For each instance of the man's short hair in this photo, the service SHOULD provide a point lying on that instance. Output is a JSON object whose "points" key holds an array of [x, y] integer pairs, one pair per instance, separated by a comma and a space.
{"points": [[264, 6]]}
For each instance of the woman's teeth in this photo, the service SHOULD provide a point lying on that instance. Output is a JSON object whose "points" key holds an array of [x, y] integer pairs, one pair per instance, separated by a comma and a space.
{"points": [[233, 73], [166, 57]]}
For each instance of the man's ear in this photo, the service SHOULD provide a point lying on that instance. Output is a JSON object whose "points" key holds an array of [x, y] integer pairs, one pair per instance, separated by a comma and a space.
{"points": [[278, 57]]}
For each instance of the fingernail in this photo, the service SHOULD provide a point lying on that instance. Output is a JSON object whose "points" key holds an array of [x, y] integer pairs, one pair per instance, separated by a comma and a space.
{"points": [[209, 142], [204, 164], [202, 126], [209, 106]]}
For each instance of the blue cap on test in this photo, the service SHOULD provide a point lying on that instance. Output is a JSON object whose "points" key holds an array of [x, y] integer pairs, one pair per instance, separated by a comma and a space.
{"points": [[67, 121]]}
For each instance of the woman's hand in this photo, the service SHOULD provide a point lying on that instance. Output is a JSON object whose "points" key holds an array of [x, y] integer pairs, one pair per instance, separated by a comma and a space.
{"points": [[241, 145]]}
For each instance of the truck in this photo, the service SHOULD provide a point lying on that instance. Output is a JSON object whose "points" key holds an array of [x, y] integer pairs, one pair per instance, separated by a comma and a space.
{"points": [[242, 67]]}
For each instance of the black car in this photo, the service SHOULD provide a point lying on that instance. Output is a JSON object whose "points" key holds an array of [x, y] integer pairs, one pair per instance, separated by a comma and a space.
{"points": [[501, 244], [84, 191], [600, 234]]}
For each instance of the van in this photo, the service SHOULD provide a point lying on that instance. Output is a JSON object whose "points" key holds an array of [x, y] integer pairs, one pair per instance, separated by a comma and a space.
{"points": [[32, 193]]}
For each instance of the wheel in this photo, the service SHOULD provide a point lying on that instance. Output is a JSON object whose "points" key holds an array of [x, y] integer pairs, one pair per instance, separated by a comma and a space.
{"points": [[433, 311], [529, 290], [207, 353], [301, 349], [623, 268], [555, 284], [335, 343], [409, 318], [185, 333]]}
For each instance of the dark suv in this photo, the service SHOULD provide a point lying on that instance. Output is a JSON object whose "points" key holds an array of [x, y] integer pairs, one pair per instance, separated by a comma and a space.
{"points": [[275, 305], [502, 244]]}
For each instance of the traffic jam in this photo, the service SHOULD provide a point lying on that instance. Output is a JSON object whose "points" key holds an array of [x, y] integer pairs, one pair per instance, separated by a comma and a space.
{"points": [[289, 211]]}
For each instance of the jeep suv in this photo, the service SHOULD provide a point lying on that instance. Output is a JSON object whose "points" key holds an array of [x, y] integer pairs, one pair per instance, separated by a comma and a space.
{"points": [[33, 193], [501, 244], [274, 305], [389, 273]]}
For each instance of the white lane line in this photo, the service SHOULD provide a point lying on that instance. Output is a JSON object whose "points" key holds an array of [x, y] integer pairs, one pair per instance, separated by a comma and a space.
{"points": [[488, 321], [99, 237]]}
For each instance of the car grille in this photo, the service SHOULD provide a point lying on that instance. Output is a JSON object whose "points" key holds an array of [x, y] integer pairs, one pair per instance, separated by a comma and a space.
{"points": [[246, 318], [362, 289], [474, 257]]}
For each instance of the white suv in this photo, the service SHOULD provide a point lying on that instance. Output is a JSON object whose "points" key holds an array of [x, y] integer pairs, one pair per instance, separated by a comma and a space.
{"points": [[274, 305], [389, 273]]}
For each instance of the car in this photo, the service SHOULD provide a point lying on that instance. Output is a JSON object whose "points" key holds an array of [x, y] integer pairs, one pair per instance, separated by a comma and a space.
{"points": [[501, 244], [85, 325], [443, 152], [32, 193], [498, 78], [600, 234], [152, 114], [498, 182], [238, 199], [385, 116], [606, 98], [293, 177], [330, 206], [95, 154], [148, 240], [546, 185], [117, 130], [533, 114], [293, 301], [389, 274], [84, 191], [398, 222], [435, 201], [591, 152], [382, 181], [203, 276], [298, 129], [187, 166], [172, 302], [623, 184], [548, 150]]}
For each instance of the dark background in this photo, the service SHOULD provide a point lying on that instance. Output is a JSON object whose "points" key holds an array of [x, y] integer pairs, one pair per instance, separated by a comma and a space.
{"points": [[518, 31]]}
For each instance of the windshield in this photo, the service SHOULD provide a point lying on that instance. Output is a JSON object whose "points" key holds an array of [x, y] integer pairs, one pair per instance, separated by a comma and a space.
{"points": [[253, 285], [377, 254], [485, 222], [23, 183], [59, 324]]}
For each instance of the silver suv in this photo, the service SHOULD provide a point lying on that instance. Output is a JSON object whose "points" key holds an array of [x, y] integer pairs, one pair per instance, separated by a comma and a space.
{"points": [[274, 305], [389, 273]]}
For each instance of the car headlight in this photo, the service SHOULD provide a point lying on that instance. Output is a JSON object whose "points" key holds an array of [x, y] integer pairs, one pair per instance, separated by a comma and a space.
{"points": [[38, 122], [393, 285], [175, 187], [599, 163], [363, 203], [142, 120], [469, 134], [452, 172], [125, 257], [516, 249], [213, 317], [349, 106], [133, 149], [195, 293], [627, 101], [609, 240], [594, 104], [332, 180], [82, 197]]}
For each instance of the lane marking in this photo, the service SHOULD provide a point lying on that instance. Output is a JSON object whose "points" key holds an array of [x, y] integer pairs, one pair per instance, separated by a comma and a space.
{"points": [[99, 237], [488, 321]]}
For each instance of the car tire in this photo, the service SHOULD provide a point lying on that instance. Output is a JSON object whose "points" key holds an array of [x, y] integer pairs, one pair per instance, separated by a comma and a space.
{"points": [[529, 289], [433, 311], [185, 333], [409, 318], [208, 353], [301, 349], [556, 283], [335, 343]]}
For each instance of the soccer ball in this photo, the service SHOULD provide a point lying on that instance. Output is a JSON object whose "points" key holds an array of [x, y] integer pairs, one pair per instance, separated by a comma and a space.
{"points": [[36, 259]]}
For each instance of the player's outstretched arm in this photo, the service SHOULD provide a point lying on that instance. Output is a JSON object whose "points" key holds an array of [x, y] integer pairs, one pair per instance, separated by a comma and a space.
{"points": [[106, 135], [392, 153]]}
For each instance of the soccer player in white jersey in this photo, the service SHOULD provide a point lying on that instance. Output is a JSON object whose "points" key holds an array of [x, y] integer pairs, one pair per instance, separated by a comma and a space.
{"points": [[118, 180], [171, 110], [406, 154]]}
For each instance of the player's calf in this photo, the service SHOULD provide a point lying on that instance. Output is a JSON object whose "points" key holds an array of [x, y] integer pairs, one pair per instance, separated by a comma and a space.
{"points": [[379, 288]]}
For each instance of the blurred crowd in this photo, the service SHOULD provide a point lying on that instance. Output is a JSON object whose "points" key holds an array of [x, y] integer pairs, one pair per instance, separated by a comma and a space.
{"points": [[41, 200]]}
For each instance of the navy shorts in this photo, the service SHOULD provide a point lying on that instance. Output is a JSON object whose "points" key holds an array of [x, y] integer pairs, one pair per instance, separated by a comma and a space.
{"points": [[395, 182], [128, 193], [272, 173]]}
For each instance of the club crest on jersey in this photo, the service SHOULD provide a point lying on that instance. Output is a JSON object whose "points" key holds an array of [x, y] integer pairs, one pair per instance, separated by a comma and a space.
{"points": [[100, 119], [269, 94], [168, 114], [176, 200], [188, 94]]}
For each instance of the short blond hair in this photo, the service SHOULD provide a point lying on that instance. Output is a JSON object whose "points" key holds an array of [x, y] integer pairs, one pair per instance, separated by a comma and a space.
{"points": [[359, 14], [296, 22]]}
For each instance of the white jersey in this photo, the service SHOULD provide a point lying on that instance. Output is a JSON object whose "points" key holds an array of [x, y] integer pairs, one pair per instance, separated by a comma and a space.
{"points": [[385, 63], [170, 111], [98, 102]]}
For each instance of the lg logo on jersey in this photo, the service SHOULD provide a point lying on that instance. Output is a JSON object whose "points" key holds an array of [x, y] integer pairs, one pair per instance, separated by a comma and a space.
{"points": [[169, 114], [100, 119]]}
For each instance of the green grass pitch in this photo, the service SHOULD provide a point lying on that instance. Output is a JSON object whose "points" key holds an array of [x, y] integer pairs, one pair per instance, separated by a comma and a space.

--------

Starting at the line that contains "For each instance of the lg", retype each line through the last one in the records, both included, and add nothing.

For each instance of the lg logo on jersey in this photo, the service SHOULD provide a point lying on that instance. Output is a JSON object whose "points" key holds an array of [x, y] integer pairs, one pair per instance, separated by a comma and a space.
{"points": [[169, 114], [100, 119]]}
For each instance of the green grass pitch in this photo, the service SHOULD provide a point lying on that instance. Output is a JSON object whose "points" key holds an array of [x, y] integer pairs, one pair per instance, separated by a comma and a space.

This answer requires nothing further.